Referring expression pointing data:
=== Section Start ===

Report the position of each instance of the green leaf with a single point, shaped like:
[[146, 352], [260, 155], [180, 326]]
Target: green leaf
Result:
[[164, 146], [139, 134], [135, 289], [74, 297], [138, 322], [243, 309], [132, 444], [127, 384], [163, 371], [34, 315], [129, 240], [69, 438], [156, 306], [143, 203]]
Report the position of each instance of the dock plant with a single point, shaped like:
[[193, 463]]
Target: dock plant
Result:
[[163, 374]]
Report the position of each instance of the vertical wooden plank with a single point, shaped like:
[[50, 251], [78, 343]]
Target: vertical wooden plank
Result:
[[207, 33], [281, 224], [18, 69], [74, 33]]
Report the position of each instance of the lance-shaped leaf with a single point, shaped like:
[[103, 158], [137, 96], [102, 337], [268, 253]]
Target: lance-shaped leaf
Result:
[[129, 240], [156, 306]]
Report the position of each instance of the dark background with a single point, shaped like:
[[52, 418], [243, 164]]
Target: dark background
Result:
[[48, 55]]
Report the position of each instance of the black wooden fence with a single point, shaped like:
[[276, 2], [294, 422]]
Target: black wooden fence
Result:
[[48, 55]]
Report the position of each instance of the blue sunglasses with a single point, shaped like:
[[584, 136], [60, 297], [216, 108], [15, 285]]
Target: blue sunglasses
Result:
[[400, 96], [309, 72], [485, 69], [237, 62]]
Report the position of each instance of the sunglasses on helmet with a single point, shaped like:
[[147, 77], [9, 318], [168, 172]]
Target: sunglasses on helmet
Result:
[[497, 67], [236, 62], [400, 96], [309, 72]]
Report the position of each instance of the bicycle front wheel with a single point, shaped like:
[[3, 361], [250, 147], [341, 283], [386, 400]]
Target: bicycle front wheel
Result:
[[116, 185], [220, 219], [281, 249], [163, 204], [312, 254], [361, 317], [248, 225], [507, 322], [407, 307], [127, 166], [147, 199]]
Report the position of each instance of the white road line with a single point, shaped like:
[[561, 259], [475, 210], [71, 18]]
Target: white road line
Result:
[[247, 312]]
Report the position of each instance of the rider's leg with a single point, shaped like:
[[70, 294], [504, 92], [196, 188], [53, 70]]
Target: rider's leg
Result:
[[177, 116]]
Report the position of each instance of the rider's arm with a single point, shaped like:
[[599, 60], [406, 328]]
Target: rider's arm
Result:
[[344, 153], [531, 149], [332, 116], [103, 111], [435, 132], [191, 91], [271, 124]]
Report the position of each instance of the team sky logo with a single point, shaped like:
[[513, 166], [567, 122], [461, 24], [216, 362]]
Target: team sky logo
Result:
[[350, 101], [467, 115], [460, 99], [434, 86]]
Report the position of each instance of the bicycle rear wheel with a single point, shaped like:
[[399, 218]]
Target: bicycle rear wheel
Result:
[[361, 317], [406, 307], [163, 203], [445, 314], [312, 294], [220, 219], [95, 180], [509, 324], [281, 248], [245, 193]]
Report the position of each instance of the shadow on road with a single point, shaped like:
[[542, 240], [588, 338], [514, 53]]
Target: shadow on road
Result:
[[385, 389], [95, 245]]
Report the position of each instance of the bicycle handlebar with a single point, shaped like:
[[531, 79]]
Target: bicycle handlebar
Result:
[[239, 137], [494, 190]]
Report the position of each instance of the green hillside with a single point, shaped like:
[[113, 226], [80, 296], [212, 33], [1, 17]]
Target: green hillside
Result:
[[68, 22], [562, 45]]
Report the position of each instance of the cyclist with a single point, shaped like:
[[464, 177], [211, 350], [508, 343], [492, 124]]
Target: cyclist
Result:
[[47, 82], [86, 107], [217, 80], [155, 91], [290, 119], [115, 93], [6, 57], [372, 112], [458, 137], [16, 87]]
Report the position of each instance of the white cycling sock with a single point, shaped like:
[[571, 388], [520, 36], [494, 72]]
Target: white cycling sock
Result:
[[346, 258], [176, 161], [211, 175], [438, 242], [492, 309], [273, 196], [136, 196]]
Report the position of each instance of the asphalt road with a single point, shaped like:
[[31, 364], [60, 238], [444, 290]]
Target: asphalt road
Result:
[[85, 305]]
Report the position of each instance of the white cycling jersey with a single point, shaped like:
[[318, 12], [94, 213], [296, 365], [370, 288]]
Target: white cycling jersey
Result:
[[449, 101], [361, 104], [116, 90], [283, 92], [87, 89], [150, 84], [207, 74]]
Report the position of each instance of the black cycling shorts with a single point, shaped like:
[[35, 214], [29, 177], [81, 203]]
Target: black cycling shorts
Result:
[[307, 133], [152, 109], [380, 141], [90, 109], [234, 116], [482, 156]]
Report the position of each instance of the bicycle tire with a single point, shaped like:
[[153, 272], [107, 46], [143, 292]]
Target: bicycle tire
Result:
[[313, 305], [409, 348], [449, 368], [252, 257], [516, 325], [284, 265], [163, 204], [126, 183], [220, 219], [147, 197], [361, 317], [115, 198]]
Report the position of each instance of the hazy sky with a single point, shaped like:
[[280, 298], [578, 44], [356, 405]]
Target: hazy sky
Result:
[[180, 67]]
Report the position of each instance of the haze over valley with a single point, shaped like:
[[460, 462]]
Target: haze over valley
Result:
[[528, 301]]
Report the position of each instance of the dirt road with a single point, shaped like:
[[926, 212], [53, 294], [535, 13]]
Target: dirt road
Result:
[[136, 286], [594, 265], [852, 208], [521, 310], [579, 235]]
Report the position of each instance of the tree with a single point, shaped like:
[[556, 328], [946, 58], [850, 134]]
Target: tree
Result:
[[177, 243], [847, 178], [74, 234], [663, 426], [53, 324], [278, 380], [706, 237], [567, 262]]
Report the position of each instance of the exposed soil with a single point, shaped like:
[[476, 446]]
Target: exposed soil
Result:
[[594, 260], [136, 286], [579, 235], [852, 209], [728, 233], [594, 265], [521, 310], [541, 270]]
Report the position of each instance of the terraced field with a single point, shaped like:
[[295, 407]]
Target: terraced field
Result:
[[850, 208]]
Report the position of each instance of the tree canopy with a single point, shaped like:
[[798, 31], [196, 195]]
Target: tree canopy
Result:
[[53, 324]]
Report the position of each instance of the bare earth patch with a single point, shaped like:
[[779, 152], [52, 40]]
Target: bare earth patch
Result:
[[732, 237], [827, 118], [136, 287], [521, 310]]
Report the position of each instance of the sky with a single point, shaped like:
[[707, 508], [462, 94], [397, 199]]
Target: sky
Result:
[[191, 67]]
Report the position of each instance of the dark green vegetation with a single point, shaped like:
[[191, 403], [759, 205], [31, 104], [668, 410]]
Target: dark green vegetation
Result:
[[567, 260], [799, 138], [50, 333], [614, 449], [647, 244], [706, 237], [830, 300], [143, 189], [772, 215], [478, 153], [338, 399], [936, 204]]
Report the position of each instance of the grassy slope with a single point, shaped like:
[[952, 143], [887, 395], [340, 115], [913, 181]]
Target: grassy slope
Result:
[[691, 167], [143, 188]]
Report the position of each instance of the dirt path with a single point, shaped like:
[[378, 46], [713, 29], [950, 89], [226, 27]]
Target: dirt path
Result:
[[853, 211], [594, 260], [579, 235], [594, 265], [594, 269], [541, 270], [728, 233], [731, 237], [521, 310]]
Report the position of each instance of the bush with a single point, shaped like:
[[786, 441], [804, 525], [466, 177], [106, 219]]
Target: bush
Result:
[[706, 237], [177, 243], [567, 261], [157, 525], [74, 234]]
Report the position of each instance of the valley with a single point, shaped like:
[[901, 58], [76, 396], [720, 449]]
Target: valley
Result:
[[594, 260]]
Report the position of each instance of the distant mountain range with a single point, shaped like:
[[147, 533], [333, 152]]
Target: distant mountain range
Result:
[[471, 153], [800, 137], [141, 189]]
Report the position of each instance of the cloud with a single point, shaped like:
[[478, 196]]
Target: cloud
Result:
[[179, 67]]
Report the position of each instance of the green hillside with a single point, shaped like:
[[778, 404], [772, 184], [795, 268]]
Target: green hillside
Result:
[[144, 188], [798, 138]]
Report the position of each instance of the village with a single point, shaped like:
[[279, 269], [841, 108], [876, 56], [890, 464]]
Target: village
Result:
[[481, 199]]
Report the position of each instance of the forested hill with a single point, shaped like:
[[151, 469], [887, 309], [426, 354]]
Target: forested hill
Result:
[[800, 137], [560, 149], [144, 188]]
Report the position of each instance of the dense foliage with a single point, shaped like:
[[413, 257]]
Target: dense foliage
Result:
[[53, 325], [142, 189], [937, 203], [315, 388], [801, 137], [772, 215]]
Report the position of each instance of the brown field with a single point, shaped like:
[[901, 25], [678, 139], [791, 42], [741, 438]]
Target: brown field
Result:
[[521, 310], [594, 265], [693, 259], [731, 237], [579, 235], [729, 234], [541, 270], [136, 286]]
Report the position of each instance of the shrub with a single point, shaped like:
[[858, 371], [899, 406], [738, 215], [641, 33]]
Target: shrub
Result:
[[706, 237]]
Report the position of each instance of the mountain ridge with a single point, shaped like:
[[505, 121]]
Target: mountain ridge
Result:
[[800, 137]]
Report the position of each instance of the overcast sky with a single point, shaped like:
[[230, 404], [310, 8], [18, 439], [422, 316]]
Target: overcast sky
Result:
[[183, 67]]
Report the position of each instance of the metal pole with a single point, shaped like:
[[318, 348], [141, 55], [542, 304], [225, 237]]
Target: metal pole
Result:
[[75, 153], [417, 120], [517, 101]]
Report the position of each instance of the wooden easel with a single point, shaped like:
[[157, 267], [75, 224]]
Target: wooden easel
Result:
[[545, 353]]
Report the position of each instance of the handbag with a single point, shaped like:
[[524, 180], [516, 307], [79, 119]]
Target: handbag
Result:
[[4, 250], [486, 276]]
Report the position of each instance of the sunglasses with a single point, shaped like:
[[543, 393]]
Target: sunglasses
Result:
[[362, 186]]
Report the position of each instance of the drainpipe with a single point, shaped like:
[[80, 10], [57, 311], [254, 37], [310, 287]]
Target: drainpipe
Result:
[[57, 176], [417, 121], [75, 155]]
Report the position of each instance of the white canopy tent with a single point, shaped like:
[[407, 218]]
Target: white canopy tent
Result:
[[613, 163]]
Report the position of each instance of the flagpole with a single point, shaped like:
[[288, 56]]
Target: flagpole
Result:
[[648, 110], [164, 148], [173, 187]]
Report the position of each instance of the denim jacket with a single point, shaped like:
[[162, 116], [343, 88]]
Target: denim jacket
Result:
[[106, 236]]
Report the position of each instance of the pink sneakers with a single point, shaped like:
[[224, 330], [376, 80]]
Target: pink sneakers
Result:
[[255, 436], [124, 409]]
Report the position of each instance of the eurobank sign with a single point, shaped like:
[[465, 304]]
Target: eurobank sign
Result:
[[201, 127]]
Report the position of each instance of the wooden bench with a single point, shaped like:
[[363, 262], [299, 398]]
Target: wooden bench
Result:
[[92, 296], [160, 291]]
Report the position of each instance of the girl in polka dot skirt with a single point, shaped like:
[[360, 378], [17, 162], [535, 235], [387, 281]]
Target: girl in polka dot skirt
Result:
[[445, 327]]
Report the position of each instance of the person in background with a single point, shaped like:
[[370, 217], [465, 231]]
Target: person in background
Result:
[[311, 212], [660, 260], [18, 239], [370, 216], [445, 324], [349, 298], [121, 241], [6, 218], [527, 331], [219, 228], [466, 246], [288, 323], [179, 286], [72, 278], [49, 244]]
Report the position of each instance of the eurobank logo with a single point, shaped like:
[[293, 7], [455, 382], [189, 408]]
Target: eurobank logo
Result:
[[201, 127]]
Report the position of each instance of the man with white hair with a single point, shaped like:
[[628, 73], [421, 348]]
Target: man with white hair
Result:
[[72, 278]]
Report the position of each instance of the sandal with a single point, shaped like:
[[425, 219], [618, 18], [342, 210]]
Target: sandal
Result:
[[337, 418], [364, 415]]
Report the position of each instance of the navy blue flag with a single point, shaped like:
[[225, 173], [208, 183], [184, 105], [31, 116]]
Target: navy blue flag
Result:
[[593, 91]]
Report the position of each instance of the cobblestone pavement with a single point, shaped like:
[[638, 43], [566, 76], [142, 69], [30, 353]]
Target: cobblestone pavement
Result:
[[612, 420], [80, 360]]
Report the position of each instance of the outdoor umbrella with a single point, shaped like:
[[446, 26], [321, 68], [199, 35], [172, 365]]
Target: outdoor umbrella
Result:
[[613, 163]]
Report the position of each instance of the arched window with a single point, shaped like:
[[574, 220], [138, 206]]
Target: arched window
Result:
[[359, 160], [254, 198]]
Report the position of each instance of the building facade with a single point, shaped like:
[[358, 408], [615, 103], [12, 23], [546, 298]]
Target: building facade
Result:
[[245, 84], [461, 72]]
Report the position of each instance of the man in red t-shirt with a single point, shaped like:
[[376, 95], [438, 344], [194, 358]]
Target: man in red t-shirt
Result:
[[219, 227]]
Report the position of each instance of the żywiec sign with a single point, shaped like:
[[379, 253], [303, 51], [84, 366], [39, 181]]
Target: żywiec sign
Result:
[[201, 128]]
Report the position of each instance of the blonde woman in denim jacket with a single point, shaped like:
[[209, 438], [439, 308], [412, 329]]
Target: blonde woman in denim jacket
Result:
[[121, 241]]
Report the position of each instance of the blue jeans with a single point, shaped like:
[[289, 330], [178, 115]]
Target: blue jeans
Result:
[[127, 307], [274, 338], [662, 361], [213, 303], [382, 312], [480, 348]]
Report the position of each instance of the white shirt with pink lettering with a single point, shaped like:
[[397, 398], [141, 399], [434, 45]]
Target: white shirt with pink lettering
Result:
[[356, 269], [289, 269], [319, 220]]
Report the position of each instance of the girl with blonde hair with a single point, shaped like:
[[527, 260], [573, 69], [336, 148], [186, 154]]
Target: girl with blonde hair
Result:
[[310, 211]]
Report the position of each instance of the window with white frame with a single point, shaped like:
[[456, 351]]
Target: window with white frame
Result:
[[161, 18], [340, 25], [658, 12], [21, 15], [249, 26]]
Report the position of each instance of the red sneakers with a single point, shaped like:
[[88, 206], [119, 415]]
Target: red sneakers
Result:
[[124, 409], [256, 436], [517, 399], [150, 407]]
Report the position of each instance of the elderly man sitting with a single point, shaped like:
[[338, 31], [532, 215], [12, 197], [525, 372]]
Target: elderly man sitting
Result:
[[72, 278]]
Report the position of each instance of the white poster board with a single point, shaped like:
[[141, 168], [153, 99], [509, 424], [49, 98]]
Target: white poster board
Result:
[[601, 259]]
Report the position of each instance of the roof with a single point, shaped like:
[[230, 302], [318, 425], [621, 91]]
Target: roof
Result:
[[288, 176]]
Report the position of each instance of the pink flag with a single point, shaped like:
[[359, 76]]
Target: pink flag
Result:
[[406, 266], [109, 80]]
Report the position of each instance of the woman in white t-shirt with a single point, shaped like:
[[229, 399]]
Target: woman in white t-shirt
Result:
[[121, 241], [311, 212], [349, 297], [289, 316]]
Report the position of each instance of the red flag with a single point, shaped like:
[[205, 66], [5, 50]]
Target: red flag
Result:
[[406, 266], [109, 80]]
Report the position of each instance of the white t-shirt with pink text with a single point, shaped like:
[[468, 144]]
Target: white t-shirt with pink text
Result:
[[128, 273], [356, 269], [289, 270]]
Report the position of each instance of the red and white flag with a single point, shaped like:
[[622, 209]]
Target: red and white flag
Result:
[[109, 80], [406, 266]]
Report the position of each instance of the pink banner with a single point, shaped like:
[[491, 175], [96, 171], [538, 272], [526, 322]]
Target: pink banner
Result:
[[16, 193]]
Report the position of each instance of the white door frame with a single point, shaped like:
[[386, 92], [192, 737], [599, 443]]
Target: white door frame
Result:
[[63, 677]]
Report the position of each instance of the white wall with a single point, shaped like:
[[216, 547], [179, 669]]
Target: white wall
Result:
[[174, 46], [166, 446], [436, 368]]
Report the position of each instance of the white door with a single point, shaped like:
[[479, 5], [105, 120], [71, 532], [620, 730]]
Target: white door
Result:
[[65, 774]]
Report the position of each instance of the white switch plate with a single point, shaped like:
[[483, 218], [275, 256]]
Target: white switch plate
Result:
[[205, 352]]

=== Section End ===

**TASK DIRECTIONS:** Go to the line holding "Report the position of each instance of the white door frame" in the entries above and return it, along with every line after it, exactly as written.

**RESULT FOR THIS EXERCISE:**
Report the position of each instance of the white door frame with a single point, shaped like:
[[386, 92], [192, 737], [599, 443]]
Target: white door frame
Result:
[[63, 677]]
Report the position of each instance of the white wall with a single point, shaped like:
[[216, 547], [179, 669]]
Target: white wall
Result:
[[174, 46], [166, 446], [436, 368]]
Report the position of each instance of the white door with a single point, shaped like:
[[479, 5], [105, 120], [71, 532], [620, 730]]
Target: white door
Result:
[[65, 774]]
Report the position of each instance of the white switch plate with a single point, shaped like:
[[483, 218], [275, 256]]
Target: white switch plate
Result:
[[205, 352]]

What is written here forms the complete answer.